**Text passage:**
########################################

Another aspect of the present disclosure is a method including: providing a hardmask on a substrate; forming a mandrel layer on the hardmask including: first and second vertical portions extending along a vertical direction; and a third vertical portion extending along the vertical direction being positioned between the first and second vertical portions and separated from the first and second vertical portions; forming a spacer layer on outer edges of the mandrel layer; and providing a plurality of block layer portions extending in a horizontal direction and separated from the first and second vertical portions, wherein each of the block layer portions extends along an entire horizontal width of the third vertical portion and is at a different position along the vertical direction.

Aspects include etching the substrate, the block layer portions preventing portions of the substrate layer from being etched. Further aspects include providing first and second bitlines on the substrate, the first and second vertical portions being provided on the first and second bitlines, respectively. Additional aspects include providing a plurality of wordlines on the substrate, the third vertical portion being provided on the wordlines, each adjacent pair of the wordlines being separated by one of the block layer portions. Some aspects include: providing first and second V_SSregions between the first and third vertical portions and between the second and third vertical portions, respectively; and providing a V_CCregion separated by the spacer layer from a side of each of the first and second vertical portions, the V_CCregions being outside a region between the first and second portions. Further aspects include a method, wherein the mandrel layer further includes: fourth and fifth vertical portions extending along the vertical direction; and a sixth vertical portion extending along the vertical direction being positioned between the fourth and fifth vertical portions and separated from the fourth and fifth vertical portions, the method further including: providing a plurality of second block layer portions extending in the horizontal direction and separated from the fourth and fifth vertical portions, wherein each of the second block layer portions extends along an entire horizontal width of the sixth vertical portion and at a different position along the vertical direction.

########################################

**Information supplied:**
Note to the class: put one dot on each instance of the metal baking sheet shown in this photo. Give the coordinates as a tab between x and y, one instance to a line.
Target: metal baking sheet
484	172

########################################

**Task requirements:**
a. In the mandrel layer passage, retype the part that opens with the words containing "Another aspect of" and closes with "is at a different position along the vertical direction.".
b. Answer these questions from the mandrel layer passage:
(i) What is formed on the outer edges of the mandrel layer?
(ii) On what are the first and second vertical portions provided?
(iii) What separates each adjacent pair of wordlines?

**Task results:**
a.
Another aspect of the present disclosure is a method including: providing a hardmask on a substrate; forming a mandrel layer on the hardmask including: first and second vertical portions extending along a vertical direction; and a third vertical portion extending along the vertical direction being positioned between the first and second vertical portions and separated from the first and second vertical portions; forming a spacer layer on outer edges of the mandrel layer; and providing a plurality of block layer portions extending in a horizontal direction and separated from the first and second vertical portions, wherein each of the block layer portions extends along an entire horizontal width of the third vertical portion and is at a different position along the vertical direction.

b.
(i) A spacer layer.
(ii) On the first and second bitlines, respectively.
(iii) One of the block layer portions.